_ОТРЫВОК ТЕКСТА_:
О нет! хоть юность в нем кипит,
Но не жесток в нем дух державный;
Тому, кого карает явно,
Он втайне милости творит.
За эти строки Пушкину досталось со всех сторон ещё раз, но критики из обоих лагерей не пожелали внимательно вчитаться в последний куплет этого неоднозначного стихотворения:
Беда стране, где раб и льстец
Одни приближены к престолу,
А небом избранный певец
Молчит, потупя очи долу.
Зато все строки внимательно прочитал самый главный читатель – ведь стихотворение сначала через Бенкендорфа было передано для прочтения императору Николаю Павловичу. Надо отдать должное мудрости императора, который сказал об этом стихотворении, что «его можно распространять, но нельзя печатать». Николай Павлович не хотел явной лести в свой адрес, не хотел подставлять Пушкина под удар несправедливой критики и прекрасно уловил
смысл последнего куплета стихотворения, в котором поэт неким образом, как «небом избранный певец» в чём-то уравнивается с помазанником Божиим на царском престоле.
23 марта у Пушкина был очередной приятный день: в печати появилась шестая глава «Евгения Онегина». Очередной крупный гонорар и очередная волна читательского интереса безусловно были радостным событием для поэта. Незадолго до этого он отправил в Тригорское по три экземпляра четвёртой и пятой глав. На одном из экземпляров каждой главы он надписал церковную литургическую фразу «Твоя от твоих». Книги предназначались Евпраксии Вульф и надпись эта косвенно свидетельствовала о том, что физический образ Татьяны во многом навеян впечатлениями поэта от встреч с Евпраксией.

_ИЗВЛЕЧЁННЫЕ ДАННЫЕ_:
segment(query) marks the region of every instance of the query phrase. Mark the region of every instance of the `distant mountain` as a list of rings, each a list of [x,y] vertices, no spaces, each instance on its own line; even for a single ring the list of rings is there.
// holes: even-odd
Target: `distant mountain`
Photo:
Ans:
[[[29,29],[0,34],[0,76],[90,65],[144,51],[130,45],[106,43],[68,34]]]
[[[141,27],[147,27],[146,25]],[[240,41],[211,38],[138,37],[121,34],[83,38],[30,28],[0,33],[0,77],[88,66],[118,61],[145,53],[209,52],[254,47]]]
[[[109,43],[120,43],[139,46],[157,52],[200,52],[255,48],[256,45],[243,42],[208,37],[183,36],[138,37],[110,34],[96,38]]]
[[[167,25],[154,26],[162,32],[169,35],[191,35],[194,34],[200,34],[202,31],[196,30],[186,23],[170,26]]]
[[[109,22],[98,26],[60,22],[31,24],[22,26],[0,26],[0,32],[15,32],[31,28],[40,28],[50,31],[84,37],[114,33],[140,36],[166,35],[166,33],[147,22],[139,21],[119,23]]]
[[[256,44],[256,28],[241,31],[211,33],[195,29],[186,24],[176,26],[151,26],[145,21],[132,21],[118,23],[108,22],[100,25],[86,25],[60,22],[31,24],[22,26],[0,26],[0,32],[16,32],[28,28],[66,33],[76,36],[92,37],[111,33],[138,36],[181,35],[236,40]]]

_ЗАДАНИЕ A_:
Как, согласно отрывку о Пушкине, император Николай Павлович отозвался о стихотворении?
_ЗАДАНИЕ B_:
Выпишите из отрывка о Пушкине всех людей, названных по имени или фамилии, кроме персонажей «Евгения Онегина».
_ЗАДАНИЕ C_:
Продолжите отрывок о Пушкине, начав сразу после его последнего предложения.

_ОТВЕТ A_:
Он сказал, что «его можно распространять, но нельзя печатать».

_ОТВЕТ B_:
Пушкин, Бенкендорф, Николай Павлович, Евпраксия Вульф

_ОТВЕТ C_:
Всю зиму отношения России и Турции отмечались крайней неустойчивостью и нарастанием взаимных претензий друг к другу. В середине апреля всё это закончилось тем, чем и должно было закончиться: началась война. Пушкин очень серьёзно встрепенулся – он всегда хотел побывать на войне. Поэт сразу же обратился к императору через Бенкендорфа с просьбой отправить его в действующую армию. Поэт подбивал поехать на войну и Вяземского, тот активной инициативы в сторону совместной поездки не проявлял, но и ехать не отказывался, трактуя необходимость путешествия самого Пушкина на войну в письме А.И. Тургеневу так: «Здесь Пушкин ведет жизнь самую рассеянную, и Петербург мог бы погубить его. Ратная жизнь переварит его и напитает воображение существенностью». В тот же самый день Вяземский пишет своей жене совершенно о другом: «Вчера немного восплясовали мы у Олениных. Ничего, потому что никого замечательного не было. Девица Оленина довольно бойкая штучка. Пушкин называет ее «драгунчиком» и за этим драгунчиком ухаживает».
В поездке на войну Пушкину было отказано – отказ он получил в предельно вежливой форме. Поскольку поэт в это время заболел, к нему домой отправили чиновника Третьего отделения, который в высшей степени корректно объяснил Пушкину, что отказ мотивирован опасениями государя за жизнь поэта. Вконец расстроенный Пушкин несколько успокоился и тут же стал просить разрешения на полугодовую поездку в Париж. Императора в это время в столице уже не было – он отбыл в действующую армию, и Бенкендорф просьбу Пушкина о заграничной поездке просто не стал доводить до сведения государя.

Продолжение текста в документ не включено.